The request: Pick out each line in the entries below that contains the string "trunk", and copy those lines.

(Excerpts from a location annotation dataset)
— START —
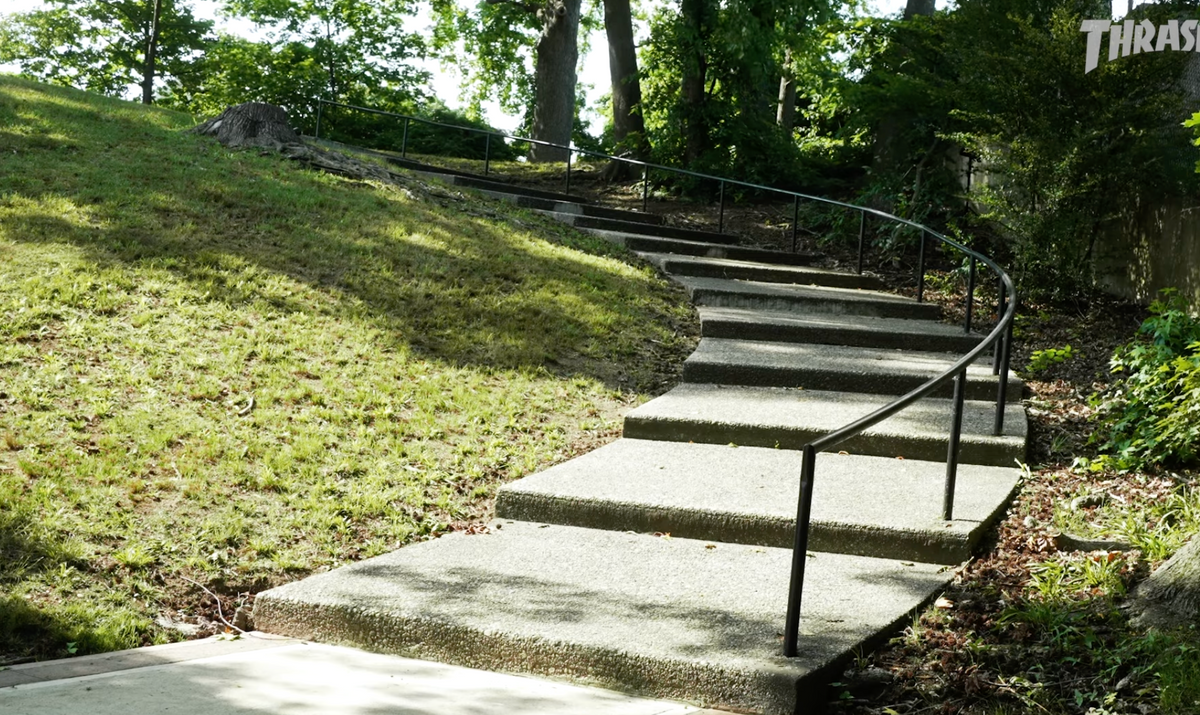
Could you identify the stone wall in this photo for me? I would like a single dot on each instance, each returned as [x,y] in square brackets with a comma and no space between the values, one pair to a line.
[1153,248]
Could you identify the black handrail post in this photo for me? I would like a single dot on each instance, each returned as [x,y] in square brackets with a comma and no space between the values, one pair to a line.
[568,170]
[862,239]
[799,551]
[970,295]
[796,220]
[952,452]
[1000,314]
[921,270]
[1002,391]
[720,220]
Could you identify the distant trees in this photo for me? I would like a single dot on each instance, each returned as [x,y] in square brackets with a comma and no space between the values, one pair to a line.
[106,46]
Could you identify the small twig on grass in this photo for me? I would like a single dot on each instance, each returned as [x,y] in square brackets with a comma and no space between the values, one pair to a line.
[220,612]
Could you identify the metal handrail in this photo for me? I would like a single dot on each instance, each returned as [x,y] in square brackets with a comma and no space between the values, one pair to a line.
[1000,338]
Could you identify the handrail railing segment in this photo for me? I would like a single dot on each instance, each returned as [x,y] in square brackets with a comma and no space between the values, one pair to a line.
[999,340]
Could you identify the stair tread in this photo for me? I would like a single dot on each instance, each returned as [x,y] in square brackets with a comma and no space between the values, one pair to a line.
[828,293]
[736,269]
[816,366]
[790,418]
[917,328]
[673,618]
[643,242]
[748,494]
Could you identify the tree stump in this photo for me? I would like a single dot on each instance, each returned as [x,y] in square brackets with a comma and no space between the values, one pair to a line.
[252,124]
[1170,596]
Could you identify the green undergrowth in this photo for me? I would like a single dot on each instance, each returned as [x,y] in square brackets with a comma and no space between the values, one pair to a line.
[220,367]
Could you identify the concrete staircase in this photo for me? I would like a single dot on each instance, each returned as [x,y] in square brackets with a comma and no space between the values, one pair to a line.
[659,564]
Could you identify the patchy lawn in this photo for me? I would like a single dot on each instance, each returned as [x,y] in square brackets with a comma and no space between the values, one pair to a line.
[222,370]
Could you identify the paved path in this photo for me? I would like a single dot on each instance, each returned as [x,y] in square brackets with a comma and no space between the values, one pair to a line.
[276,676]
[659,565]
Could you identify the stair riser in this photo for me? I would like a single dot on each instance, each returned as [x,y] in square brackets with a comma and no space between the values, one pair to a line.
[472,648]
[769,276]
[975,450]
[652,245]
[831,380]
[833,336]
[708,296]
[587,210]
[510,188]
[665,232]
[726,528]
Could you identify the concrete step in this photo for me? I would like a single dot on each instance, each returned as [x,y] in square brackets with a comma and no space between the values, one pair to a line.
[469,181]
[528,202]
[671,618]
[789,419]
[810,299]
[643,244]
[871,506]
[633,227]
[834,367]
[747,270]
[862,331]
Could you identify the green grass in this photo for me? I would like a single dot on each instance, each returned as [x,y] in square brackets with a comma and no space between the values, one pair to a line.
[219,366]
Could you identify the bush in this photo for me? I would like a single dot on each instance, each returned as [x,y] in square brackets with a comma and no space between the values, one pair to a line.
[1151,418]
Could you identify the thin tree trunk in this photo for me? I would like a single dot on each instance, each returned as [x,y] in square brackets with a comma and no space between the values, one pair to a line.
[916,7]
[629,128]
[553,113]
[785,113]
[151,53]
[695,67]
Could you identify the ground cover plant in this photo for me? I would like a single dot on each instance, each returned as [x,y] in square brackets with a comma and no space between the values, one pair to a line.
[220,371]
[1037,623]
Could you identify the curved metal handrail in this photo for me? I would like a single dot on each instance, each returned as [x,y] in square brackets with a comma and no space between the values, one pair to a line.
[1000,338]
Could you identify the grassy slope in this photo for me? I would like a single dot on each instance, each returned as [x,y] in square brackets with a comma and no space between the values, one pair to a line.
[226,368]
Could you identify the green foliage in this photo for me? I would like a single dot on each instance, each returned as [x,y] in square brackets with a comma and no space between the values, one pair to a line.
[1151,416]
[100,44]
[1060,151]
[742,48]
[1042,360]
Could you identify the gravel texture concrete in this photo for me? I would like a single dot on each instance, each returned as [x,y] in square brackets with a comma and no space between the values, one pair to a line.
[645,244]
[861,505]
[282,676]
[834,330]
[834,367]
[774,296]
[745,270]
[790,419]
[669,618]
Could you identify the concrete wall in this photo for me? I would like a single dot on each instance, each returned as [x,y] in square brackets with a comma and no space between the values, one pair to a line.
[1153,248]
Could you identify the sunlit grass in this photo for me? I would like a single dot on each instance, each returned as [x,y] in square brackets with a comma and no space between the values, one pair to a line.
[222,367]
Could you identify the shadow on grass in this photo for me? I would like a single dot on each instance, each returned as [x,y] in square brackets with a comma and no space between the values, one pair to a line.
[454,287]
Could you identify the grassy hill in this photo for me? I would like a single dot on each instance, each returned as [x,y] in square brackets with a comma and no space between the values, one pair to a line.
[221,368]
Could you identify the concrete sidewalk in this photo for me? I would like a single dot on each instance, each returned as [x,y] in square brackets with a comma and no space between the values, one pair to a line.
[263,673]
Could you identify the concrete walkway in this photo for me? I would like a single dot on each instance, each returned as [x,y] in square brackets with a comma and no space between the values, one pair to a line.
[270,674]
[659,565]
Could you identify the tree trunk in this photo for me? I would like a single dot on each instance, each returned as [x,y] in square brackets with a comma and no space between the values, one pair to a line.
[1170,596]
[628,127]
[785,113]
[916,7]
[695,68]
[553,113]
[252,124]
[888,145]
[151,52]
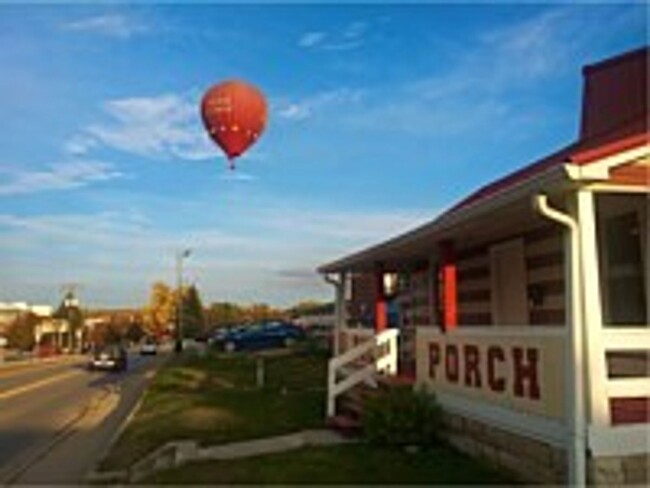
— END —
Answer for the task:
Could you identify the thin tree trunk in this photo for me? I would like a single dot on each instance, each returned as [x,y] in square brackets with a comma and no space between the values, one pair to a line.
Could you identify the tree trunk in this photo for me? I would like a single dot on each instance, each returned as [x,y] in square brackets with a comma and no space between the values, one pair to a line.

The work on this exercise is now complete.